• TASK DATA
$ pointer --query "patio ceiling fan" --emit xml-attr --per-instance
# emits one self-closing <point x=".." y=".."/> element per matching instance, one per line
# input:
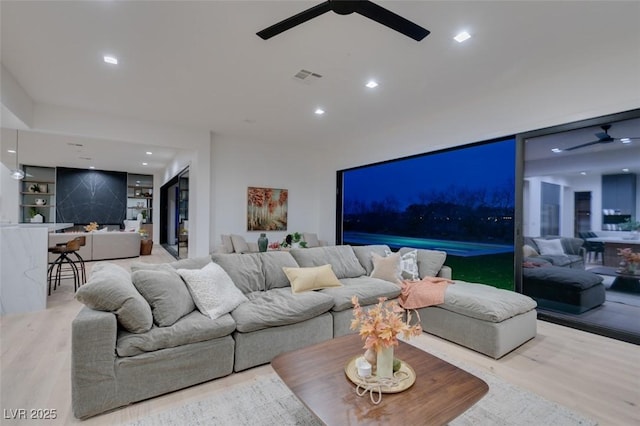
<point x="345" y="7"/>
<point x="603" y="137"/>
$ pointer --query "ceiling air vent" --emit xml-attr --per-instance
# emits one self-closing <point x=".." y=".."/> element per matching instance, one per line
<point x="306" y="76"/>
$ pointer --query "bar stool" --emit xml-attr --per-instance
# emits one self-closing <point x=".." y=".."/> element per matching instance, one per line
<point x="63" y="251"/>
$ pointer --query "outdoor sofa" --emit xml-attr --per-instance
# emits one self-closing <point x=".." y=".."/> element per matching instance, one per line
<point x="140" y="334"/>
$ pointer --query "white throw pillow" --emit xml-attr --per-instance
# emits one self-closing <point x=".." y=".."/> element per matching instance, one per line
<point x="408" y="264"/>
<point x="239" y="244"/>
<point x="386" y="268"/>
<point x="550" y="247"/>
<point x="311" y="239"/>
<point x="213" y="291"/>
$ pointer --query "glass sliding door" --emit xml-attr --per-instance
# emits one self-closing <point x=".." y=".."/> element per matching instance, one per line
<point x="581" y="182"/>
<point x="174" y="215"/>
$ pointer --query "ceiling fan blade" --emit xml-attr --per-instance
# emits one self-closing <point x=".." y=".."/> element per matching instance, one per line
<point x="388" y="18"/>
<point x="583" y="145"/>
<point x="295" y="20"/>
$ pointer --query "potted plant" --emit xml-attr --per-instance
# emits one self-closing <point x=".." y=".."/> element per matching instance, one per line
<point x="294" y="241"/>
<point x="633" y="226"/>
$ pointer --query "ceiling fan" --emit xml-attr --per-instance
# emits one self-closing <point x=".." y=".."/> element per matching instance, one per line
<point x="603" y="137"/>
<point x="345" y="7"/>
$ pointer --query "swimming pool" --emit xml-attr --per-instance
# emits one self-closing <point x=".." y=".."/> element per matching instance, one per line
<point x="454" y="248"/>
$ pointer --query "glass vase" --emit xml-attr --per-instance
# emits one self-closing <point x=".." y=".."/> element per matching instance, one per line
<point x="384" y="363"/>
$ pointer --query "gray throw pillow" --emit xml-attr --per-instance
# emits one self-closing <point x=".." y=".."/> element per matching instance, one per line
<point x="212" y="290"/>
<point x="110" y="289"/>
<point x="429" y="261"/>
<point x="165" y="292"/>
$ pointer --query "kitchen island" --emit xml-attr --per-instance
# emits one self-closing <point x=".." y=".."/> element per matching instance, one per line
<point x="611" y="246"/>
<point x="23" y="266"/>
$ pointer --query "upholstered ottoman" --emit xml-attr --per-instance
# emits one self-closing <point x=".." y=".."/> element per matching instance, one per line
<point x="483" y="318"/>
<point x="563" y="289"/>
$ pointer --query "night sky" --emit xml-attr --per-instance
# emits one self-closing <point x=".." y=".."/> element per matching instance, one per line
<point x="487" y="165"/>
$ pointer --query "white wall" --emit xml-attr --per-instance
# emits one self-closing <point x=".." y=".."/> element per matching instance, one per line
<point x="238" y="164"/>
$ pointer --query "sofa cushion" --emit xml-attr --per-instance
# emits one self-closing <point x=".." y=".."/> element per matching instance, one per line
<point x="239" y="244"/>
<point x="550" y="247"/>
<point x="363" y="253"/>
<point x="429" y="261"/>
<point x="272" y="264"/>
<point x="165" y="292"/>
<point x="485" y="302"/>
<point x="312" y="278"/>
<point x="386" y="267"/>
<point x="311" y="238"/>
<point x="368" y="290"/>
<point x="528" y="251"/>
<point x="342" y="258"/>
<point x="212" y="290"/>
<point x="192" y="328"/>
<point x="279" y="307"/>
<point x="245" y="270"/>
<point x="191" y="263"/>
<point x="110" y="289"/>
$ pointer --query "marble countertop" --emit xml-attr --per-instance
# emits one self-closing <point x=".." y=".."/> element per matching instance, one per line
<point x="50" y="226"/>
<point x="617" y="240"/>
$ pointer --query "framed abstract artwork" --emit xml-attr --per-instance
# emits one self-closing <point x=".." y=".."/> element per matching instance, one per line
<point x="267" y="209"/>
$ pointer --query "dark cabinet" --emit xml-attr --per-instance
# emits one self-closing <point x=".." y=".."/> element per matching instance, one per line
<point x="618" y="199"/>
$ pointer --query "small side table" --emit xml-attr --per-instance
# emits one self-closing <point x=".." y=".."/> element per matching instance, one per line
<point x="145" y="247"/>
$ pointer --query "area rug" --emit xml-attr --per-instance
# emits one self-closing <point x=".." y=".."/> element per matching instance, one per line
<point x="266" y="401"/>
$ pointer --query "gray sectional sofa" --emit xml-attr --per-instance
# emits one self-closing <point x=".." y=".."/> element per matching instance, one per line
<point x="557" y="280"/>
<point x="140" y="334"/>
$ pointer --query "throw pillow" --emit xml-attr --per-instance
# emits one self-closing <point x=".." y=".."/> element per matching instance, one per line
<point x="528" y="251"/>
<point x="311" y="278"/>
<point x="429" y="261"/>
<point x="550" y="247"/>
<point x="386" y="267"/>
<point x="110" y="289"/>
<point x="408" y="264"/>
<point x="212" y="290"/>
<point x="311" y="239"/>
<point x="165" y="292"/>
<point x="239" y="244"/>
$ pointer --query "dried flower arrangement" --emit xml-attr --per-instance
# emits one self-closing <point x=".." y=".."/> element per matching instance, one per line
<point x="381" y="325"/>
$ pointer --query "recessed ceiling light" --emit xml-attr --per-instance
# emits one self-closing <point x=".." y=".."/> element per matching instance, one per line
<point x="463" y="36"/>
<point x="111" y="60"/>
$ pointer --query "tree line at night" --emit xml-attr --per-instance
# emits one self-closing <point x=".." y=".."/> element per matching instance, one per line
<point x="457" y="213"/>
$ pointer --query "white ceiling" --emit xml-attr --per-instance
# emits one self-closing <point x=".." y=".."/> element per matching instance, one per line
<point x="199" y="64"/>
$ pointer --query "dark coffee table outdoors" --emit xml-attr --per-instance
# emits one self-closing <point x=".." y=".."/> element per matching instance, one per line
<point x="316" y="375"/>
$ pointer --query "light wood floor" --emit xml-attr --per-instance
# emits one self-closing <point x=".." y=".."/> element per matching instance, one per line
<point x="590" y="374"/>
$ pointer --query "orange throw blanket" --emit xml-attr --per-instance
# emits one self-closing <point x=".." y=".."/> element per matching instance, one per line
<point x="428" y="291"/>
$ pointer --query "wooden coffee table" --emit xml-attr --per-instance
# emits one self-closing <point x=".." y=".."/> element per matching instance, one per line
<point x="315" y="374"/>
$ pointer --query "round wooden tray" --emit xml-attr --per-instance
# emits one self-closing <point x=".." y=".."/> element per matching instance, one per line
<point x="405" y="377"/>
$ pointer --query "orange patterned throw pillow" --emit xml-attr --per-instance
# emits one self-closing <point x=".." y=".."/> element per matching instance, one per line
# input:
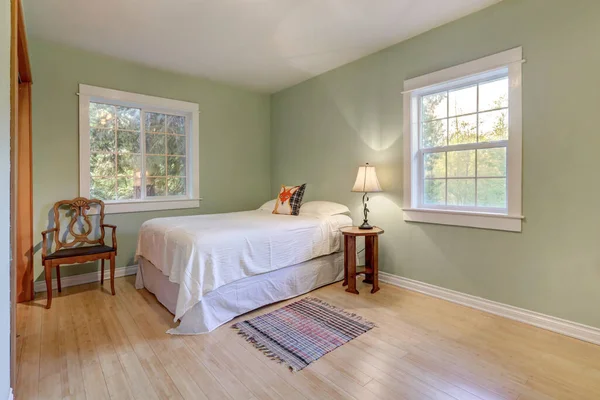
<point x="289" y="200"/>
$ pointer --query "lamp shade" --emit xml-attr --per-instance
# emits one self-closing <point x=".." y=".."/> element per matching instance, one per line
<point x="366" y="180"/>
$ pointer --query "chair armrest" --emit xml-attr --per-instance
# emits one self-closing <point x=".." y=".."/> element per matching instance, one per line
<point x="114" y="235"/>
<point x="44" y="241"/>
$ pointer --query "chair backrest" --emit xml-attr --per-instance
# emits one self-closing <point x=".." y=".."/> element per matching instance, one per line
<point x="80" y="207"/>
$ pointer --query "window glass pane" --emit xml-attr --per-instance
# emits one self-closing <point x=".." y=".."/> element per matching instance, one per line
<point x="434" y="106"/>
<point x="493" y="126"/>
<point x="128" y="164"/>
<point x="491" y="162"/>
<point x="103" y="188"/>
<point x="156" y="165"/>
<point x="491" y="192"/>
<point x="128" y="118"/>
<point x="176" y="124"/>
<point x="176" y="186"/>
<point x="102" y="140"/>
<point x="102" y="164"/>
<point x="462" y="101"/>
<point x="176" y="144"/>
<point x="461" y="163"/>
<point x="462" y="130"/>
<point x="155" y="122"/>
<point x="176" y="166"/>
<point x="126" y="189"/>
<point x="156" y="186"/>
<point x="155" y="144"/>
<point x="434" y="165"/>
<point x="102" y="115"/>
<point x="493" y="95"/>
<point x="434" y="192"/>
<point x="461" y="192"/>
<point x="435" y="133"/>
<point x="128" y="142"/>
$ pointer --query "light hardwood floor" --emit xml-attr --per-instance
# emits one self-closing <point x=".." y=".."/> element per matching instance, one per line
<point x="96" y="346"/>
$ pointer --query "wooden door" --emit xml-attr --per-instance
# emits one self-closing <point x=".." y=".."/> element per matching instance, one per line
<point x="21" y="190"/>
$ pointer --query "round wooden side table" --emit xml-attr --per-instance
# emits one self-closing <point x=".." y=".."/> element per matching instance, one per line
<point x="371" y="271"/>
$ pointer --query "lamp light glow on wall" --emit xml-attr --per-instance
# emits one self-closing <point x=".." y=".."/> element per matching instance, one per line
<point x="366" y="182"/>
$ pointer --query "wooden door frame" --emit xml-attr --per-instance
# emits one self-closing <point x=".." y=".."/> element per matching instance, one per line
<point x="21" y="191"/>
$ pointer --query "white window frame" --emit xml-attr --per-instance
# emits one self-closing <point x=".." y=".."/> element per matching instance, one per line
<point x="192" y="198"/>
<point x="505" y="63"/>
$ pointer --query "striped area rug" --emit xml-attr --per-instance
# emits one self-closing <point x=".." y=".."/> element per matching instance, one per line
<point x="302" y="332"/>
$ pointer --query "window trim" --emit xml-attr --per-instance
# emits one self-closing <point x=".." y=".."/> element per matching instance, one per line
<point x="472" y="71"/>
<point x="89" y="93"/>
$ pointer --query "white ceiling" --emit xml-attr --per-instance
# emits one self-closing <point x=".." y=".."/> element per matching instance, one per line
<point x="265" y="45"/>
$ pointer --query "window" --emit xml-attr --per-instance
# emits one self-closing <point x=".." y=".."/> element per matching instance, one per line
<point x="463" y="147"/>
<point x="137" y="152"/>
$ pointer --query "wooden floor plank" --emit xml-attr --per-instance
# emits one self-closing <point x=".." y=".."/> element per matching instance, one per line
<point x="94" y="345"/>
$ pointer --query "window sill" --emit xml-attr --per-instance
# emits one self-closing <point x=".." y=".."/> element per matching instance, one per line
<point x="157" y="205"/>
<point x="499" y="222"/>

• WORK REQUIRED
Go through the items above and pick out every line with the word "light" in it. Copy each of those lines.

• ANSWER TO THE EXERCISE
$ pointer --query "recessed ceiling light" --emit xml-attr --per-instance
$ pointer --query "light wood floor" --emit xml-attr --per-instance
$ pointer --query "light hardwood floor" --emit xml-attr --per-instance
$ pointer --query "lamp light glow on wall" --emit xml-attr --per-instance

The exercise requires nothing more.